(Beginning of Page excerpt)
December 17, 2003
La Jolla, CA – The Salk Institute has received a $7 million gift to establish a new center that will use computer-based computational biology methods to help unravel the complexities of the brain.
The goal of the center will be to help Salk scientists organize the wealth of information that is now available about the genes and proteins that regulate nerve cell activity as well as the networks of nerve cells that regulate brain function. Named to honor Salk Nobel laureate Francis Crick, the center will build upon Crick’s important work during the past two decades centering on consciousness and cognitive processing within the brain.
Joan and Irwin Jacobs provided the gift and have agreed to lend their name to the center. “We are proud to invest in the Crick-Jacobs Center for Computational and Theoretical Biology and to honor the work of Francis Crick and his colleagues at the Salk Institute,” said Irwin Jacobs, who is the co-founder, chairman of the board, and chief executive officer of San Diego-based Qualcomm Inc., an international leader in digital wireless technology. “The Salk Institute is world-renowned for conducting basic research in the neurosciences, and we believe the cadre of current Salk faculty members as well as new faculty attracted to the Institute as a result of this innovative program will take our knowledge of the brain to new levels.”
“We are extremely grateful to the Jacobs family for this significant investment in neuroscience research at the Salk,” said Richard A. Murphy, president and CEO of the Salk Institute. “The Crick-Jacobs Center will have a profound impact on our understanding of the brain, and we are confident that work at the center will ultimately lead to new understandings of information processing in the brain as well as brain diseases, ranging from degenerative diseases, like Alzheimer’s and Parkinson’s diseases, to psychiatric illnesses.”
The center will allow computational biologists to mine the enormous amount of data on the composition of genes and proteins in the brain as well as the neural networks that regulate information processing. The ultimate goal will be to generate theoretical models to explain how the brain works, which then will be tested in Salk laboratories by experimental neuroscientists. To advance this work, the institute is in the process of recruiting up to four new faculty members to staff the center.
The Jacobs gift comes on the heels of a $30 million anonymous gift to the institute’s endowment announced on November 18 and follows major recent institute discoveries relating to Alzheimer’s disease, Lou Gehrig’s disease and HIV/AIDS.
The Salk Institute for Biological Studies, located in La Jolla, Calif., is an independent, nonprofit organization dedicated to fundamental discoveries in the life sciences, the improvement of human health and conditions, and the training of future generations of researchers. The institute was founded in 1960 by Jonas Salk, M.D., with a gift of land from the City of San Diego and the financial support of the March of Dimes Birth Defects Foundation.
(End of Page excerpt)
(Beginning of Extracted data)
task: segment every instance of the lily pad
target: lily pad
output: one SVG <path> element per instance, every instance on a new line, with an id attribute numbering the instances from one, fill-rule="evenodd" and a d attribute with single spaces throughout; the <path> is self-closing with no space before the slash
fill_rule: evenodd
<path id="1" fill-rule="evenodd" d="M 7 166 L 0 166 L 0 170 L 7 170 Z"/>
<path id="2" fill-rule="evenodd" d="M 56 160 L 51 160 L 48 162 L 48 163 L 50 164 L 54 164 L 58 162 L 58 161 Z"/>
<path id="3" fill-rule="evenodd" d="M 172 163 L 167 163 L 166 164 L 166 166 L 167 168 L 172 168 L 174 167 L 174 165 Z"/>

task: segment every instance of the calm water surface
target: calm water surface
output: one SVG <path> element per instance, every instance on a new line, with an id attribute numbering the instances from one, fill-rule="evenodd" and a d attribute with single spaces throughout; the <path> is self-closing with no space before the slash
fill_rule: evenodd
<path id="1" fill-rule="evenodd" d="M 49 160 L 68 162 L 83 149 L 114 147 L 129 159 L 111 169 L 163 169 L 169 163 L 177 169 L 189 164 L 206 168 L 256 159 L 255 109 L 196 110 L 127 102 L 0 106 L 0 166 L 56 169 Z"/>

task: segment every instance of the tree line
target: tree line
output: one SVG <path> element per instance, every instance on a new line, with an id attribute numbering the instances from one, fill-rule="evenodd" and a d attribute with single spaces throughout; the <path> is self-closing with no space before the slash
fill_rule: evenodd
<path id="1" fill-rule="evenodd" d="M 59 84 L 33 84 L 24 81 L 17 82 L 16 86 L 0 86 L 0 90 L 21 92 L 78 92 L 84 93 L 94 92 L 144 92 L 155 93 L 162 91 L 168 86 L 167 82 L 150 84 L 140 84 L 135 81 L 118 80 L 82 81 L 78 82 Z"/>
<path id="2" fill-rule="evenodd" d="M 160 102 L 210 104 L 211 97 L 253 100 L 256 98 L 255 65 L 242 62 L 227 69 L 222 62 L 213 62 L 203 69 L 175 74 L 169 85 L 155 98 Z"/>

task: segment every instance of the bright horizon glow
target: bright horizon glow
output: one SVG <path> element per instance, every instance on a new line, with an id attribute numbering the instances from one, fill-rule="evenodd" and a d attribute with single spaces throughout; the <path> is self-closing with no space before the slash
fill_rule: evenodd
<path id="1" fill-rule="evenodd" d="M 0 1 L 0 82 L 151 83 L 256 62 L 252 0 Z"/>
(End of Extracted data)
* Using the information:
A. From the Salk Institute announcement, reproduce the passage starting with "The Salk Institute for" and going on through "Birth Defects Foundation.", word for word.
B. Name every person the Salk Institute announcement mentions by name.

* Answers to the tasks:
A.
The Salk Institute for Biological Studies, located in La Jolla, Calif., is an independent, nonprofit organization dedicated to fundamental discoveries in the life sciences, the improvement of human health and conditions, and the training of future generations of researchers. The institute was founded in 1960 by Jonas Salk, M.D., with a gift of land from the City of San Diego and the financial support of the March of Dimes Birth Defects Foundation.

B.
Francis Crick
Joan Jacobs
Irwin Jacobs
Richard A. Murphy
Jonas Salk